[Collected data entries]
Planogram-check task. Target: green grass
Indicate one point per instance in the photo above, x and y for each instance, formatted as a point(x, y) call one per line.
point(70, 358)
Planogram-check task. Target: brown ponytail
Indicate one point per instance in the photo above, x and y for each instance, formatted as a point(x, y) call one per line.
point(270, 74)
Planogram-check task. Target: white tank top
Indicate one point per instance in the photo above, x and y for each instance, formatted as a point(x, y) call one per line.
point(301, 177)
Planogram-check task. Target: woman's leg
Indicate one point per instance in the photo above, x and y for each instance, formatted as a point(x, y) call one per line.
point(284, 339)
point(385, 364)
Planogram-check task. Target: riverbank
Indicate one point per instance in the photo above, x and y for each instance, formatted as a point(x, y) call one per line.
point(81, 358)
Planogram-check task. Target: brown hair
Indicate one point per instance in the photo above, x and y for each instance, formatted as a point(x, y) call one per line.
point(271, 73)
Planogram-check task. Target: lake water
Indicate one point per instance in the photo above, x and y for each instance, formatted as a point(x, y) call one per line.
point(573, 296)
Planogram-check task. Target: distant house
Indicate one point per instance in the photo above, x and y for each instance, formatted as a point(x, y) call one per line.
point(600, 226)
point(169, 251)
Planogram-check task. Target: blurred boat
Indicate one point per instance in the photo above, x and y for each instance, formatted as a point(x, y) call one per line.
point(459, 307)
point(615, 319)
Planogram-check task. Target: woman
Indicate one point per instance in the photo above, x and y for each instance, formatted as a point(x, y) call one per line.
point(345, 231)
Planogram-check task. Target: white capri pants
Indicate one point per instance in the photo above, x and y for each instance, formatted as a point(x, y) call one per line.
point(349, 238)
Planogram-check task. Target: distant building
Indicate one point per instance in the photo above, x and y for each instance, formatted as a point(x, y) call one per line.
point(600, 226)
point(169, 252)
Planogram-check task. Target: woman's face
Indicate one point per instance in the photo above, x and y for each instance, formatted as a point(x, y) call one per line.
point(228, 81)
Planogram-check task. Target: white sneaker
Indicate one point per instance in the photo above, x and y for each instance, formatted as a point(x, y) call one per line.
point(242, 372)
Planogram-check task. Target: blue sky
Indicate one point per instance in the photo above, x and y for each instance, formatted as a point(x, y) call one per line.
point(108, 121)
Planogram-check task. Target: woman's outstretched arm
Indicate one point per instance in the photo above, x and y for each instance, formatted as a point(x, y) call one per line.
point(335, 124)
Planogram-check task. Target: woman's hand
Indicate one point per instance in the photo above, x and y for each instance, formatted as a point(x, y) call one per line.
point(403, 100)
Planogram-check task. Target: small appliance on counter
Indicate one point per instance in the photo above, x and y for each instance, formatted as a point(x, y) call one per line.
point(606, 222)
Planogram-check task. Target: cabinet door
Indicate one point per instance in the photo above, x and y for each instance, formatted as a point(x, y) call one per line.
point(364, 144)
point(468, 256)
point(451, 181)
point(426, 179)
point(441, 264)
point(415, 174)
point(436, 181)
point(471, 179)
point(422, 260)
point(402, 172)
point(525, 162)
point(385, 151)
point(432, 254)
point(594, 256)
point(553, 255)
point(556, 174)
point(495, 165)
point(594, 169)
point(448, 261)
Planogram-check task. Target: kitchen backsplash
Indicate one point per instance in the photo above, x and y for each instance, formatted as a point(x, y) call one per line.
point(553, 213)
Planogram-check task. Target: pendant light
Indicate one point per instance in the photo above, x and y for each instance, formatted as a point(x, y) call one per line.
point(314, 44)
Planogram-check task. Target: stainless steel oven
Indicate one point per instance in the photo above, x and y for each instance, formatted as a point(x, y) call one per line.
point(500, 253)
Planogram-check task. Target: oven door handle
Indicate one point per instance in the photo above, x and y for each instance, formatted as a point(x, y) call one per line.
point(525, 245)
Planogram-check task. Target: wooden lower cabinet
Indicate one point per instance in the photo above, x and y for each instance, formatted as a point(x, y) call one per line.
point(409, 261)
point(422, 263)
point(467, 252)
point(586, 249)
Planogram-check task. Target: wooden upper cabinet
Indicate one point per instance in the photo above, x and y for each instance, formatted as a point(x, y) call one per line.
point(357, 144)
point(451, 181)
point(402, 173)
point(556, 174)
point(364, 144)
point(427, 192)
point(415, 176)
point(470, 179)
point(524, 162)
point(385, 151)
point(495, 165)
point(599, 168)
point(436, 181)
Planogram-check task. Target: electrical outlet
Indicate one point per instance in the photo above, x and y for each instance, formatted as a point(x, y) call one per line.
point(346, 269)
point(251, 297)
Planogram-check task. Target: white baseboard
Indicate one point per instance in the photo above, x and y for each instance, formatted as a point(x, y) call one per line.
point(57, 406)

● **Given exercise**
Swap "Planogram-check task" for "Labeling task" everywhere in the listing above, and reproduce every line with no other change.

● **Task output**
Labeling task. Target: green grass
Indicate one point per instance in the photo above, x and y for each instance, formatted as a point(x, y) call one per line.
point(70, 358)
Labeling task. Target: brown ponytail
Indicate one point per instance in the photo above, x and y for each instance, formatted as a point(x, y) call one per line.
point(270, 74)
Labeling task. Target: white tank top
Indicate one point per instance in the photo above, x and y for each instance, formatted as a point(x, y) call one per line.
point(301, 177)
Labeling task. Target: woman's leg
Indicate one point per instance in the photo above, x and y for each instance, formatted as a point(x, y) call one per line.
point(284, 339)
point(385, 364)
Labeling task. Target: riverbank
Indicate one point per instance in the photo above, x and y for each instance, formatted as a point(x, y) call one per line.
point(81, 358)
Labeling task. Target: brown hair
Indicate one point per instance in the photo above, x and y for each instance, formatted as a point(x, y) call one per line.
point(271, 73)
Labeling task. Target: lake water
Indicate one point per instance in the photo above, x and y for each instance, formatted as a point(x, y) call one per line.
point(573, 296)
Labeling task. Target: distant house
Indicate one point per instance in the photo above, x and y for each instance, formatted as a point(x, y) call one per line.
point(600, 226)
point(169, 251)
Labeling task. Target: blurred boat
Indicate one point per instance in the photo above, x and y for each instance, formatted as a point(x, y) call one per line.
point(459, 307)
point(615, 319)
Labeling task. Target: woman
Indicate one point per instance in the photo above, x and y for each instance, formatted as a point(x, y) call one per line.
point(345, 231)
Labeling task. Target: white capri pants
Indicate one point per instance in the photo above, x and y for each instance, formatted as a point(x, y) call one per line.
point(349, 238)
Labeling task. Target: distant building
Indicate one point per instance in the photo above, x and y for each instance, formatted as a point(x, y) call one per line.
point(600, 226)
point(169, 252)
Labeling task. Target: woman's face
Indicate one point per instance in the photo above, x and y for each instance, formatted as a point(x, y) call one per line.
point(228, 81)
Labeling task. Target: white sneaker
Indicate one point per instance in the photo above, x and y for each instance, formatted as a point(x, y) call one per line.
point(242, 372)
Labeling task. Target: blue sky
Indicate one point per instance in the photo above, x and y for each instance, formatted as a point(x, y) call one per line.
point(108, 121)
Labeling task. Target: woman's outstretched arm
Indicate one point per instance in the photo above, x and y for each instance, formatted as a point(x, y) call one per line.
point(335, 124)
Labeling task. Target: woman's hand
Indicate one point per instance in the photo above, x and y for each instance, formatted as a point(x, y) call one per line.
point(403, 100)
Labeling task. Target: small appliance on counter
Indicate one point per instance in the photo above, x and y for each instance, formatted as a point(x, y) call one per line.
point(606, 222)
Labeling task. Target: cabinet door
Indicate one point per instance in the photo above, x and y for each instance, formatted as a point(x, y) call one per line.
point(364, 144)
point(468, 256)
point(451, 181)
point(426, 179)
point(441, 264)
point(415, 174)
point(436, 181)
point(471, 179)
point(422, 260)
point(402, 172)
point(525, 162)
point(385, 151)
point(432, 254)
point(594, 256)
point(553, 255)
point(556, 174)
point(495, 165)
point(594, 169)
point(448, 261)
Labeling task. Target: kitchen backsplash
Indicate one point per instance in the photo above, x and y for each instance, formatted as a point(x, y) call one per line.
point(553, 213)
Labeling task. Target: pendant light
Indicate one point per instance in the photo above, x and y for each instance, formatted as a point(x, y) call one per line.
point(314, 44)
Labeling task. Target: stainless steel oven
Indicate one point per instance in the photo above, x and y for each instance, formatted as a point(x, y) call one per line.
point(500, 253)
Labeling task. Target: oven door handle
Indicate one point per instance in the photo above, x and y for each instance, formatted as a point(x, y) call one per line.
point(525, 245)
Labeling task. Target: wooden lower cabinet
Indicate one point per instance in the photo above, x and y for each instance, formatted as a point(x, y) call one per line.
point(409, 261)
point(422, 263)
point(467, 252)
point(586, 249)
Labeling task. Target: wooden upper cabinet
Indicate one point per instance in the photo above, x and y for each instance, formatted as a point(x, y) call one per line.
point(357, 144)
point(451, 181)
point(402, 173)
point(556, 174)
point(364, 144)
point(427, 192)
point(415, 176)
point(470, 179)
point(524, 162)
point(385, 151)
point(495, 165)
point(599, 168)
point(436, 181)
Labeling task. Target: electrical outlet
Indicate one point per instance in the photo above, x and y for each instance, formatted as a point(x, y) call one per line.
point(346, 269)
point(251, 297)
Labeling task. Target: white baseboard
Indicate one point per instance in the photo above, x and y for each instance, formatted as a point(x, y) call one per line.
point(57, 406)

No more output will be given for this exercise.